*GIVEN INFORMATION*:
- - -

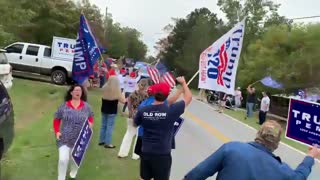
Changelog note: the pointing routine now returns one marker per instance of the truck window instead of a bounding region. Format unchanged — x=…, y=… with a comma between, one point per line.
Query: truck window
x=32, y=50
x=47, y=52
x=3, y=59
x=16, y=48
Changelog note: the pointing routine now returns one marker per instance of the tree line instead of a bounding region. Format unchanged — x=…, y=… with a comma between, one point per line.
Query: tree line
x=273, y=45
x=37, y=21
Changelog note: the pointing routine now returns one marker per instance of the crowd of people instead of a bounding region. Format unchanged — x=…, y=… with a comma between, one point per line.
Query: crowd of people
x=153, y=110
x=235, y=102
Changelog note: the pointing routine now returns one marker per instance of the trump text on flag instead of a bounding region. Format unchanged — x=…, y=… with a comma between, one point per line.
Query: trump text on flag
x=304, y=122
x=218, y=63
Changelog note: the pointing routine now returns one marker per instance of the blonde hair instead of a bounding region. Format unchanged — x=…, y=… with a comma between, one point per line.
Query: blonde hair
x=111, y=90
x=269, y=135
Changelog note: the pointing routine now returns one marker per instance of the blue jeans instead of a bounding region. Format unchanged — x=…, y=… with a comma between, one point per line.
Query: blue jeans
x=250, y=109
x=106, y=129
x=102, y=81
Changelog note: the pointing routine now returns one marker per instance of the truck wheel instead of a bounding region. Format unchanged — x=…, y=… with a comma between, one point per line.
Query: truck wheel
x=58, y=77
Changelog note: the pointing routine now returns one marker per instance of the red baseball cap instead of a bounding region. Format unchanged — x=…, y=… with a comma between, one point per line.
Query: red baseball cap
x=132, y=74
x=163, y=88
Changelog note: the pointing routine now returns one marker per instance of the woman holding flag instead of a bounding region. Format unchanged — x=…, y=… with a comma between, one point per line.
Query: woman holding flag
x=109, y=108
x=130, y=87
x=134, y=101
x=67, y=124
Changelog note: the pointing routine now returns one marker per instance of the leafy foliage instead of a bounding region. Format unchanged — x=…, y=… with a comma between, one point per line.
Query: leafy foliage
x=37, y=21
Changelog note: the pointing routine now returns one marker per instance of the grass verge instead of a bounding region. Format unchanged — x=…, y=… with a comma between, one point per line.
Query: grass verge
x=34, y=155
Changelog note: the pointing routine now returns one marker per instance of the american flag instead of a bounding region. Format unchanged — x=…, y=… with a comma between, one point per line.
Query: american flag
x=159, y=73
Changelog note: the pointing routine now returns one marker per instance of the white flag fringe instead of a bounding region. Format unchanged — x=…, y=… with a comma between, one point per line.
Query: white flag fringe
x=218, y=63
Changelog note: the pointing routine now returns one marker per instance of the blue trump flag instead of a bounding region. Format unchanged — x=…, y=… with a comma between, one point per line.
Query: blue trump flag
x=81, y=144
x=268, y=81
x=303, y=123
x=86, y=53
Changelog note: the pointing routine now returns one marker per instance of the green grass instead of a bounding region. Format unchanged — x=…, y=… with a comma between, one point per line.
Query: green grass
x=34, y=155
x=239, y=115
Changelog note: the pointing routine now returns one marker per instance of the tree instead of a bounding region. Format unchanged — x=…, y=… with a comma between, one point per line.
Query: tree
x=187, y=39
x=289, y=55
x=38, y=21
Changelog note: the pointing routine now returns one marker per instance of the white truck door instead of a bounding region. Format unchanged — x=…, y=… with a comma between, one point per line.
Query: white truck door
x=46, y=61
x=14, y=55
x=32, y=59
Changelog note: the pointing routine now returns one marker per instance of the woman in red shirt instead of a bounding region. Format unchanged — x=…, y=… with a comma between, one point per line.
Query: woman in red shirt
x=67, y=124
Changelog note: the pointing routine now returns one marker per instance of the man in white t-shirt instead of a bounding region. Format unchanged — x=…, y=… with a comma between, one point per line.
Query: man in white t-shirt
x=264, y=108
x=238, y=97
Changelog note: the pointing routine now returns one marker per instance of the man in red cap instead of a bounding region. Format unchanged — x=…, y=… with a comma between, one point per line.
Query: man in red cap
x=157, y=121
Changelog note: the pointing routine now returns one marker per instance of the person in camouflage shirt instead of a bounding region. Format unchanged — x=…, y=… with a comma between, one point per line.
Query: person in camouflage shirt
x=134, y=100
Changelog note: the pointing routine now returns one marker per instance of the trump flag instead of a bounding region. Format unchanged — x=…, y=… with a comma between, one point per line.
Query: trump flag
x=218, y=63
x=87, y=53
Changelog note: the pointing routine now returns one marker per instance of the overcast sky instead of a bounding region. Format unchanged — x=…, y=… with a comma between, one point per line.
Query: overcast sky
x=150, y=16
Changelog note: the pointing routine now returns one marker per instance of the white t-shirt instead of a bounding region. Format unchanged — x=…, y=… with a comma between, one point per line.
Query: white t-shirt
x=237, y=94
x=121, y=80
x=131, y=84
x=265, y=104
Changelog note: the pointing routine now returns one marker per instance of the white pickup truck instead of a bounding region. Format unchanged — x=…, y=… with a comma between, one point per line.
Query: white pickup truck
x=37, y=59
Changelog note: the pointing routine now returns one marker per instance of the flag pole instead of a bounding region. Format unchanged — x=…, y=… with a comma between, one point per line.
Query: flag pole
x=194, y=76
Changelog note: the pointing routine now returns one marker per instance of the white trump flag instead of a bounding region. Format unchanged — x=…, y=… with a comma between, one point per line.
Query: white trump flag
x=218, y=63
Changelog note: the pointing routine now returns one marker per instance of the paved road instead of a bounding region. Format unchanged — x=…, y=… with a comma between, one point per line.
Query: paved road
x=206, y=130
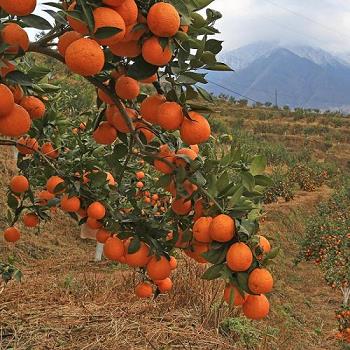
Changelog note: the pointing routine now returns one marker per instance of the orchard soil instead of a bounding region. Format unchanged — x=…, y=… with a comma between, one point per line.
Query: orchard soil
x=67, y=301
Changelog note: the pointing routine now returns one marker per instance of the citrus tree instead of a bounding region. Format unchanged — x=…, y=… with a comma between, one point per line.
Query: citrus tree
x=140, y=166
x=327, y=243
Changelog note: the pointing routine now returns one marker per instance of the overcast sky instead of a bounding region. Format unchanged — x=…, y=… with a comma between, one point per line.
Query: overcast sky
x=319, y=23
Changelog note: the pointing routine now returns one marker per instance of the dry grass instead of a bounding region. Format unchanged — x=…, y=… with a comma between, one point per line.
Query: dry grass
x=66, y=301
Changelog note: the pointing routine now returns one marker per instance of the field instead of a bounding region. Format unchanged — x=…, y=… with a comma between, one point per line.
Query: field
x=67, y=301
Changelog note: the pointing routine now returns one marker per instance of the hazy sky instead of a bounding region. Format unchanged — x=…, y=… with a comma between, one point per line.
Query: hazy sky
x=319, y=23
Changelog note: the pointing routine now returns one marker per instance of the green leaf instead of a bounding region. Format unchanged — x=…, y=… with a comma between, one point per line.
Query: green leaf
x=258, y=165
x=36, y=22
x=213, y=272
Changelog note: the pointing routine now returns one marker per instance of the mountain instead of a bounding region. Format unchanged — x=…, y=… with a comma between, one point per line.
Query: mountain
x=302, y=76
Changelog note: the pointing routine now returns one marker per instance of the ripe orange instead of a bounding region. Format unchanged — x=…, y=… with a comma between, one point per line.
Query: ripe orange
x=18, y=8
x=163, y=20
x=52, y=183
x=115, y=118
x=260, y=281
x=195, y=131
x=93, y=223
x=96, y=210
x=164, y=285
x=7, y=101
x=106, y=17
x=170, y=116
x=138, y=259
x=70, y=204
x=105, y=134
x=128, y=10
x=173, y=263
x=256, y=307
x=144, y=290
x=153, y=52
x=264, y=244
x=158, y=269
x=77, y=25
x=48, y=149
x=102, y=235
x=149, y=107
x=222, y=228
x=237, y=298
x=85, y=57
x=113, y=248
x=27, y=145
x=16, y=123
x=12, y=235
x=65, y=40
x=127, y=88
x=181, y=206
x=35, y=107
x=201, y=229
x=18, y=93
x=239, y=257
x=30, y=220
x=129, y=49
x=188, y=152
x=19, y=184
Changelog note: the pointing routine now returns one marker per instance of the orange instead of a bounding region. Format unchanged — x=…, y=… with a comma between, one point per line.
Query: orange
x=48, y=149
x=127, y=88
x=195, y=130
x=105, y=134
x=106, y=17
x=149, y=107
x=239, y=257
x=27, y=145
x=181, y=206
x=222, y=228
x=70, y=204
x=65, y=40
x=128, y=10
x=104, y=97
x=173, y=263
x=260, y=281
x=138, y=259
x=93, y=223
x=163, y=20
x=164, y=285
x=144, y=290
x=53, y=182
x=256, y=307
x=30, y=220
x=264, y=244
x=18, y=7
x=190, y=154
x=96, y=210
x=113, y=248
x=7, y=101
x=18, y=93
x=12, y=234
x=201, y=229
x=16, y=123
x=170, y=116
x=237, y=298
x=102, y=235
x=85, y=57
x=158, y=269
x=19, y=184
x=115, y=118
x=130, y=49
x=35, y=107
x=78, y=25
x=153, y=52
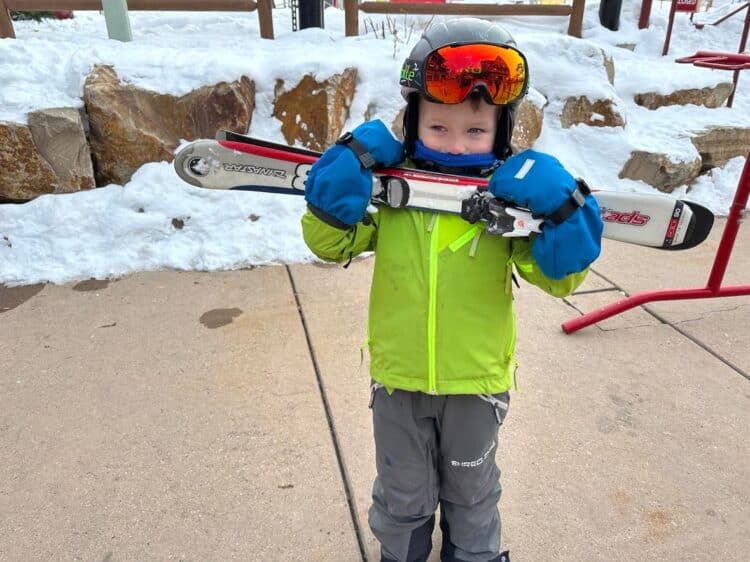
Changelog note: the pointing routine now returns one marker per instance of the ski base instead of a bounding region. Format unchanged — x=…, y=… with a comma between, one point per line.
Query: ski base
x=239, y=162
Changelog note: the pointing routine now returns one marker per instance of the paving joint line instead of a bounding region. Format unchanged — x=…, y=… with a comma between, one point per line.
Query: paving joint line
x=690, y=337
x=329, y=419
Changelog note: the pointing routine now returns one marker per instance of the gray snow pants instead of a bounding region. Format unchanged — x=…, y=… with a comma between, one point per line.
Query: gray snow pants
x=430, y=451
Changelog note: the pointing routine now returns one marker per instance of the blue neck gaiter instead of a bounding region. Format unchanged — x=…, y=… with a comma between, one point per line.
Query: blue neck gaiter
x=485, y=160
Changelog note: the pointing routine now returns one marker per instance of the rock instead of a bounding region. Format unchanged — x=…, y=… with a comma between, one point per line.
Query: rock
x=59, y=137
x=609, y=67
x=709, y=97
x=659, y=170
x=717, y=145
x=24, y=173
x=599, y=113
x=313, y=113
x=529, y=119
x=130, y=126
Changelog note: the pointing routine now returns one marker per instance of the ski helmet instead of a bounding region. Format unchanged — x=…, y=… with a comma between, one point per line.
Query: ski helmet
x=454, y=33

- - -

*GOAL*: Rename "bounding region" to "bounding box" in the entries from the line containing "of the paving" through the end of the entries, and reproduce only those lines with everything else unchanged.

*OUTPUT*:
Changelog note: the pointing routine now returns one marker per instance of the paving joint line instead of a bounding box. Format unchanged — x=…, y=… with a comma between, one point per line.
Query: paving joint line
x=690, y=337
x=329, y=419
Changelog note: the pointing routine now returns one marker per instance of the gray snow pants instead of a bounding box. Format unchanged — x=…, y=… with a comma between, one point per line.
Query: gray snow pants
x=430, y=451
Changelog note: the pointing routine now returns one marker per instance of the blue neck gaiter instead of a bounding box. Format unchanged — x=…, y=… with a comma between, one point per line.
Query: blue neck gaiter
x=485, y=160
Changelog note: the pointing routine now returns one marker per instance of the rock instead of a bounding box. Format unchanged — x=…, y=… with a comma between, one point per line.
Query: rock
x=59, y=137
x=609, y=67
x=709, y=97
x=659, y=170
x=717, y=145
x=24, y=173
x=599, y=113
x=313, y=113
x=529, y=119
x=130, y=126
Changelog note: the pointing routine now returns one marker per instance of the ski helmet instead of a bounding box. Format unchanged — x=…, y=… with a comma between, one point per line.
Query: ski helmet
x=454, y=33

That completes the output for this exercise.